DIRECTIVE. Turn the records, from the line containing "of the blue" through the end of the records, into a Markdown table with the columns Row and Line. Number each line and leave out any blank lines.

EXTRACTED MATERIAL.
• • • • • • •

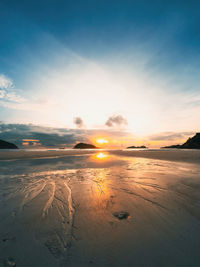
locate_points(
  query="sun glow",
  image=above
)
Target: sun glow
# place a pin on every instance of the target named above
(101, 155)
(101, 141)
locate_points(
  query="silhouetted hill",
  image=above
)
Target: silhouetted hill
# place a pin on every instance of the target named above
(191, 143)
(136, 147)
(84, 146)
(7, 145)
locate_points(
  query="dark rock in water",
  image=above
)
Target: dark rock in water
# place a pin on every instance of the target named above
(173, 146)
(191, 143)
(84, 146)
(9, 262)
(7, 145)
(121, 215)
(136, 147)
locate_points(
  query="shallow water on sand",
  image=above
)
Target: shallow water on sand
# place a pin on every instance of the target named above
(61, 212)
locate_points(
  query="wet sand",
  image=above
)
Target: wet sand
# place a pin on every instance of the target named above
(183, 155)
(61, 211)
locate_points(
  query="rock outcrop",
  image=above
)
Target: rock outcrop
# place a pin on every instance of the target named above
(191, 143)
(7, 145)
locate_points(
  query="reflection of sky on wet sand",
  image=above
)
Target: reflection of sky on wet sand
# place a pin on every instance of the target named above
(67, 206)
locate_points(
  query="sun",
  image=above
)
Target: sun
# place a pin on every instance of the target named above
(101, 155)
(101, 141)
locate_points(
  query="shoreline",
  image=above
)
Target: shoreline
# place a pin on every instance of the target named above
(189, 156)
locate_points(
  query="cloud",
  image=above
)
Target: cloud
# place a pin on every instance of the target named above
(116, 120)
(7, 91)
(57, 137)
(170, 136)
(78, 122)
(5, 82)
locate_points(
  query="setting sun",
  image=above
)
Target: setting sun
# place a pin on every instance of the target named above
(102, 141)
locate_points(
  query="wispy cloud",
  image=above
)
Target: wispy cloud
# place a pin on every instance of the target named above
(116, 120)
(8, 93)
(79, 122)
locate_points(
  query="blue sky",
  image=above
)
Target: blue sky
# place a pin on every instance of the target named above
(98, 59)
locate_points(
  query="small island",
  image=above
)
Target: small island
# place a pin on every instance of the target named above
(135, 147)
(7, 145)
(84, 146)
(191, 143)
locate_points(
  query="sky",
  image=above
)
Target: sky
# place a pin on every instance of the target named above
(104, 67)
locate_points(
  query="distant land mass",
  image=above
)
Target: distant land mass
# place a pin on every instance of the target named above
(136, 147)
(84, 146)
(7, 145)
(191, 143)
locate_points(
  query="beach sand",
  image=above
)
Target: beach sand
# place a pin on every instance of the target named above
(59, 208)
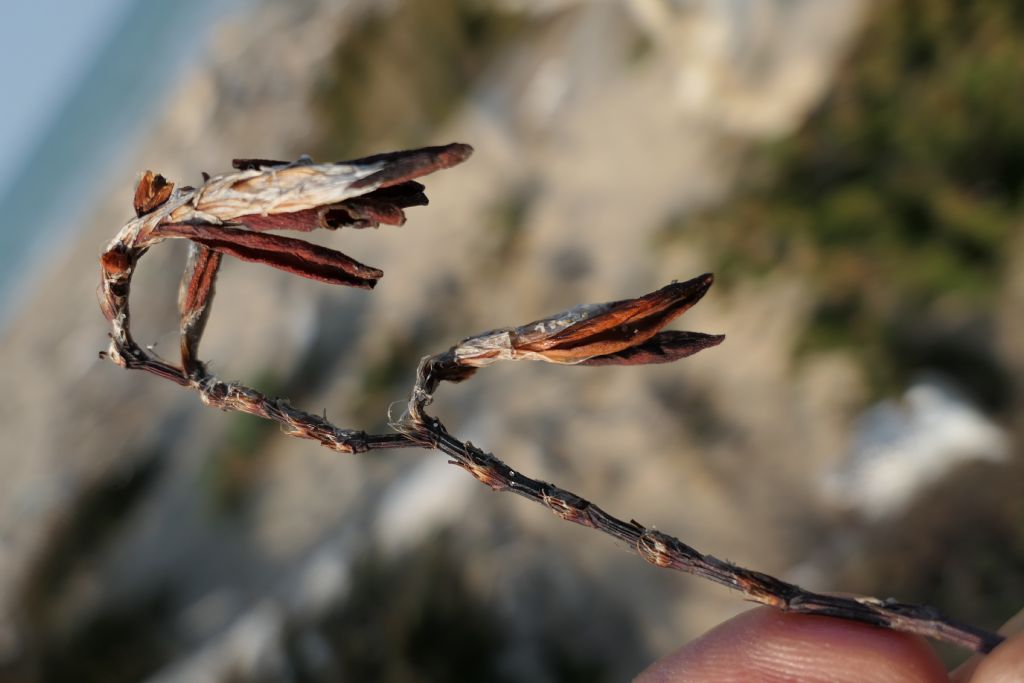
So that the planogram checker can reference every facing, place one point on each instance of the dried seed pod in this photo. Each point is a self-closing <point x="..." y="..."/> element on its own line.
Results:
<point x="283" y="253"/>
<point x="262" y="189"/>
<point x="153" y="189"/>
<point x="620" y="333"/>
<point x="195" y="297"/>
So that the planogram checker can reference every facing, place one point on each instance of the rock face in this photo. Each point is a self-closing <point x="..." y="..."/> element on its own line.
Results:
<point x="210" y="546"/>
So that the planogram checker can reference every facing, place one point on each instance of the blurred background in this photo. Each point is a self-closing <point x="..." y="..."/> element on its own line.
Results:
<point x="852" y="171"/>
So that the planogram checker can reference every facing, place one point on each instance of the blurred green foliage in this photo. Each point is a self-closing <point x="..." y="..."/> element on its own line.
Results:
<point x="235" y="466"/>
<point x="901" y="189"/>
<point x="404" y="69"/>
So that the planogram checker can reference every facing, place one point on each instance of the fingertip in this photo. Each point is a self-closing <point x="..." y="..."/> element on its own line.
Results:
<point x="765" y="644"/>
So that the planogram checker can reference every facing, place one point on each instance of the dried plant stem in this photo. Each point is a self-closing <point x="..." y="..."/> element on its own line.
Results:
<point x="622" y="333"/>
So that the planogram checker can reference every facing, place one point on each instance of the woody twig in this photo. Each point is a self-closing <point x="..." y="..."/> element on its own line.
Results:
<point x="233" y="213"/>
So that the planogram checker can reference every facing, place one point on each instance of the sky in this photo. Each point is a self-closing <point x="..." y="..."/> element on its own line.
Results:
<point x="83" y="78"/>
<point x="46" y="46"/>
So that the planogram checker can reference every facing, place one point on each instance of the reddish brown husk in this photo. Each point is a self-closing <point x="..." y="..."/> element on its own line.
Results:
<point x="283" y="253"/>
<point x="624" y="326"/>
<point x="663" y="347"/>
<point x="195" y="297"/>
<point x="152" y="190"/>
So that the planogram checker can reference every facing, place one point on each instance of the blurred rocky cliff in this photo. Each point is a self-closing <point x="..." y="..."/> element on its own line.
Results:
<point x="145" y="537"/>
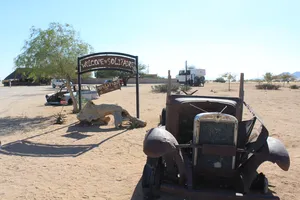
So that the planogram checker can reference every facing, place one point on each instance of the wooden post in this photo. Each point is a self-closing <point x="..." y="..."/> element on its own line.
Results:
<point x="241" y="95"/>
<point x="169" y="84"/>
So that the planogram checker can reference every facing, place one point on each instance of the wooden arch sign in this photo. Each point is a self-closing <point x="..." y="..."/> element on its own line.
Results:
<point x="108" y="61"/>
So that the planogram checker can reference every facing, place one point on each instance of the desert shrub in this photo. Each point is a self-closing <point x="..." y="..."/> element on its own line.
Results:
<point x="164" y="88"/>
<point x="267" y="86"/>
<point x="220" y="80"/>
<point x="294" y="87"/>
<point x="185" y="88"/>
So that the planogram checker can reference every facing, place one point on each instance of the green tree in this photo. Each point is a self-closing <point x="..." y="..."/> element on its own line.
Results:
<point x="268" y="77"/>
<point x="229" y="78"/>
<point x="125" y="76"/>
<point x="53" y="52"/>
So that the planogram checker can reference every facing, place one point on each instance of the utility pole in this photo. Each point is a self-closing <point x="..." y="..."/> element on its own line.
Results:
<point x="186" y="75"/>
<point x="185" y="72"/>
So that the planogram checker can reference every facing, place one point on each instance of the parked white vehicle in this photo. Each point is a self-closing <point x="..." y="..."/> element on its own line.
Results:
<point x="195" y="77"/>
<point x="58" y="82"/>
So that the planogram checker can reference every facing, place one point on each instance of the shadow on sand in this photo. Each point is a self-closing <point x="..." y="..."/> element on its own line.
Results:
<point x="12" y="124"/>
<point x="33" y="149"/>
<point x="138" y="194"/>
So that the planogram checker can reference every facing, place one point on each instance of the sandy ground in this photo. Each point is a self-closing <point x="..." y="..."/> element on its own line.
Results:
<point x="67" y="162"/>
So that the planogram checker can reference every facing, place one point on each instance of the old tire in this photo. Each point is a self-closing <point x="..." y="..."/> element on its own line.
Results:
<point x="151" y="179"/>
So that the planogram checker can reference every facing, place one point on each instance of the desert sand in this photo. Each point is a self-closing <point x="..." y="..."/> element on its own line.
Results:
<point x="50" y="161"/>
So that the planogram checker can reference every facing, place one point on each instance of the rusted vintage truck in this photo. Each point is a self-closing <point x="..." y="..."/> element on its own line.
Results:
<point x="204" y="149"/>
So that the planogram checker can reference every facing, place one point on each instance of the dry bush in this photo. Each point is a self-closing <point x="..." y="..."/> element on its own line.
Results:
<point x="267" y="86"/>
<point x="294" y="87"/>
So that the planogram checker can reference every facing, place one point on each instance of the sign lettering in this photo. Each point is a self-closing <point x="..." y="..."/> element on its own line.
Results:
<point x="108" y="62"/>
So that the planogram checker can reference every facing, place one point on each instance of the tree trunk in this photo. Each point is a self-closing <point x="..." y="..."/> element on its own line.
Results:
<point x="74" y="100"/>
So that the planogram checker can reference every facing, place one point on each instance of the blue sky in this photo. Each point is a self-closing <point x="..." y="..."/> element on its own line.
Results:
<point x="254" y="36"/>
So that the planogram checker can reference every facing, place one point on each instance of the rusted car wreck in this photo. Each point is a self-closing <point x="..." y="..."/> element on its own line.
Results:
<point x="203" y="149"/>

• • • • • • •

RESPONSE FOR THIS EXERCISE.
| Row | Line |
|---|---|
| 1 | So that the planogram checker can reference every facing, place one point on each instance of the blue sky in this photo. Each point is a self-closing <point x="..." y="..."/> element on its own line. |
| 2 | Results: |
| 3 | <point x="254" y="36"/> |
| 4 | So that the planogram checker can reference every facing, place one point on each instance of the rusted car wreck in this photo. Each point is a self-closing <point x="..." y="..."/> element on its own line. |
| 5 | Results: |
| 6 | <point x="203" y="149"/> |